What the task requires:
Copy, from the listing, every line in which the string "green" is present.

□ □ □ □

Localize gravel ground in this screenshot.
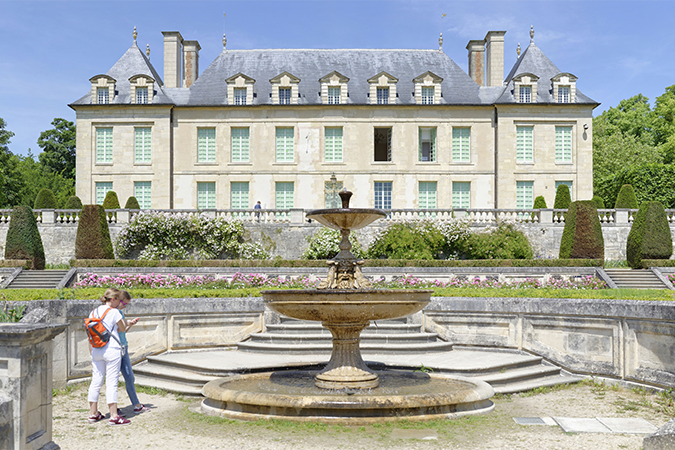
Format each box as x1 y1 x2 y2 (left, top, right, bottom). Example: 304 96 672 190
53 380 672 450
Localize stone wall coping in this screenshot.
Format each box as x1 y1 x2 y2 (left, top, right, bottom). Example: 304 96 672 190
0 322 67 345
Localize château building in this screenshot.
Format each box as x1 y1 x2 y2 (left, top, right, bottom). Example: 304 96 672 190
70 26 598 211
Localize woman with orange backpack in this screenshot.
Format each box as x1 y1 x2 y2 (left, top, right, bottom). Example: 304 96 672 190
87 288 131 425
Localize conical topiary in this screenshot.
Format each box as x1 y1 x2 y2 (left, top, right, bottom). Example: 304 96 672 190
559 200 604 259
75 205 114 259
626 201 673 269
102 191 121 209
4 206 46 269
533 196 547 209
64 195 83 209
592 195 606 209
33 188 57 209
124 196 140 209
553 184 572 209
614 184 639 209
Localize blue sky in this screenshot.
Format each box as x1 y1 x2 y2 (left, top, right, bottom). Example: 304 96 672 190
1 0 674 156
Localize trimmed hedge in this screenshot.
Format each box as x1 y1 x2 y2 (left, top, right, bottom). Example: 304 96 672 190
33 188 58 209
614 184 639 209
4 206 46 270
641 260 675 268
626 201 673 269
124 196 140 209
75 205 114 259
533 196 547 209
0 260 31 269
553 184 572 209
102 191 121 209
64 195 83 209
559 201 604 259
70 258 604 268
592 195 606 209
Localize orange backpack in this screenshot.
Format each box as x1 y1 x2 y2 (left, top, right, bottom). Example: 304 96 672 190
84 307 113 348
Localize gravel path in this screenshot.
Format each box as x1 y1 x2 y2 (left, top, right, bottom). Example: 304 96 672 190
53 381 671 449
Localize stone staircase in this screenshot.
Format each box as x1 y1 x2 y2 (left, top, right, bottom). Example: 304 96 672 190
134 318 581 396
5 270 70 289
603 269 669 290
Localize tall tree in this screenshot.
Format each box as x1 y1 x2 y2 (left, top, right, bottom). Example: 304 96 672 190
0 118 25 207
37 118 76 179
16 152 75 208
651 85 675 163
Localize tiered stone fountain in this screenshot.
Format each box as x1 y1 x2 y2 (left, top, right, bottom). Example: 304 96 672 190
201 191 494 424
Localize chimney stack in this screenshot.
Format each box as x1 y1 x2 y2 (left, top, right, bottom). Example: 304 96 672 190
466 40 486 86
183 40 201 88
162 31 183 88
485 31 506 87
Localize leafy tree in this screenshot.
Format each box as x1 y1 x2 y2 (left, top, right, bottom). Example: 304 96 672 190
0 118 25 207
37 118 76 179
651 85 675 163
15 152 75 208
605 166 675 208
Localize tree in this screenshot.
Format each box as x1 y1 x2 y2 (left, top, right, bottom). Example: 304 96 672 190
614 184 639 209
626 201 673 269
76 205 114 259
15 152 75 208
4 205 46 269
0 118 25 207
34 188 58 209
553 184 571 209
559 201 604 260
37 118 76 179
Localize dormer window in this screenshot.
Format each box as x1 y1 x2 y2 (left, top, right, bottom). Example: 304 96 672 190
129 74 155 104
89 74 116 105
413 71 443 105
226 73 255 106
551 73 577 103
320 71 349 105
279 88 291 105
368 71 398 105
513 73 539 103
270 72 300 105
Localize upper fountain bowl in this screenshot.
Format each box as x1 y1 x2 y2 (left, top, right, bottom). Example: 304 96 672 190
306 208 386 231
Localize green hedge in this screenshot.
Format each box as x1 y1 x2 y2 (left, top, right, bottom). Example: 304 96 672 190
102 191 121 209
0 260 31 269
70 258 604 268
75 205 114 259
553 184 572 209
641 260 675 268
614 184 639 209
4 206 46 270
559 201 604 259
626 201 673 269
33 188 58 209
64 195 83 209
124 196 140 209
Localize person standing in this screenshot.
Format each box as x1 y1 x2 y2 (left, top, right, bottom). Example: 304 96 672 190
87 288 131 425
117 290 150 414
254 200 262 221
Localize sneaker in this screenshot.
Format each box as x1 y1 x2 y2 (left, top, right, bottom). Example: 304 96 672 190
133 404 150 413
88 412 105 423
108 415 131 426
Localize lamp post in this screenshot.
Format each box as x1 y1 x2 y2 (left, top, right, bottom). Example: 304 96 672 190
325 173 342 209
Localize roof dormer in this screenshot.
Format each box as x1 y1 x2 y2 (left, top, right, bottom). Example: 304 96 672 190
89 74 116 105
319 71 349 105
129 74 155 104
551 72 578 103
226 73 255 105
513 73 539 103
413 71 443 105
270 71 300 105
367 71 398 105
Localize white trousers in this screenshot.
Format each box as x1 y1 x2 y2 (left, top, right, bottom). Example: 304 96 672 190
87 345 122 404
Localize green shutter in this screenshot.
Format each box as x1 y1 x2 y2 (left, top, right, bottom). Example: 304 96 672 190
555 127 572 163
276 128 294 162
197 182 216 209
452 182 470 209
231 182 249 209
96 128 112 163
232 128 249 162
198 129 215 162
430 128 436 162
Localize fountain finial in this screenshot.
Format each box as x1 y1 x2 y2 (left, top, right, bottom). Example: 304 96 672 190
339 190 352 209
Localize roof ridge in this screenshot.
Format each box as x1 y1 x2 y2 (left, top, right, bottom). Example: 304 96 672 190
222 48 443 52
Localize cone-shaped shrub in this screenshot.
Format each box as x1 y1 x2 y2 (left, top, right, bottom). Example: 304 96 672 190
614 184 638 209
124 196 140 209
4 206 45 269
626 201 673 269
75 205 114 259
33 188 57 209
559 201 604 259
102 191 120 209
592 195 606 209
533 196 547 209
64 195 83 209
553 184 572 209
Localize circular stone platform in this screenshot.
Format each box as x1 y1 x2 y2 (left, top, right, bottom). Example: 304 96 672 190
201 370 495 425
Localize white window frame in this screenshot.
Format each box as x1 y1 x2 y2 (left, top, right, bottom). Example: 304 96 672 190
555 126 572 163
376 87 389 105
275 127 294 162
519 85 531 103
275 182 294 209
231 127 250 162
374 181 392 210
279 87 291 105
97 87 109 104
452 182 471 209
198 128 216 163
134 127 151 163
96 128 113 164
421 87 434 105
95 182 113 205
558 86 570 103
516 126 533 163
516 181 534 209
134 181 152 209
418 181 437 209
234 88 247 105
136 87 148 104
419 127 436 162
324 127 343 163
197 182 216 209
452 128 470 163
231 182 249 209
328 87 341 105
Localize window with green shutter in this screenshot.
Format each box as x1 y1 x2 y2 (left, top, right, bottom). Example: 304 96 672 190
418 181 437 209
95 182 113 205
419 127 436 162
197 182 216 209
134 181 152 209
96 128 113 163
231 182 249 209
325 128 343 162
275 182 294 209
516 181 534 209
276 128 294 162
516 126 533 163
231 128 249 162
198 128 216 162
555 126 572 163
134 128 151 163
452 128 470 162
452 182 470 209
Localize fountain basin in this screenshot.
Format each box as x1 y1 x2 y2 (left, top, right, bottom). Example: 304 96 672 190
201 370 495 424
306 208 386 231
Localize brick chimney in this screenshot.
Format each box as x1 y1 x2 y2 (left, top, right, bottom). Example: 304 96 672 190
485 31 506 87
162 31 183 88
466 40 486 86
183 40 201 88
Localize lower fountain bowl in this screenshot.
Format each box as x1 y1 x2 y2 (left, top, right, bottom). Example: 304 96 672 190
201 370 495 425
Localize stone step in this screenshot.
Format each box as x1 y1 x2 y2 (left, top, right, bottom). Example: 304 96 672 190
266 322 423 335
134 374 204 396
6 270 70 289
245 331 442 345
603 269 667 289
475 364 562 386
491 374 582 395
237 341 454 354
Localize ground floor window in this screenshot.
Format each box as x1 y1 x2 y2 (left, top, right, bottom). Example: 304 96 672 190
197 182 216 209
374 182 392 209
275 182 294 209
231 182 250 209
516 181 534 209
418 181 437 209
134 181 151 209
95 182 113 205
452 182 470 209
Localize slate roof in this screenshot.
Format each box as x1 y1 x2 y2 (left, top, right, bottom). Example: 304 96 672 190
496 42 597 104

□ □ □ □

Written solution:
Localize green hedge in this screenshot.
Localize green shutter in this screenshot.
Localize window with green shutter in this screenshot.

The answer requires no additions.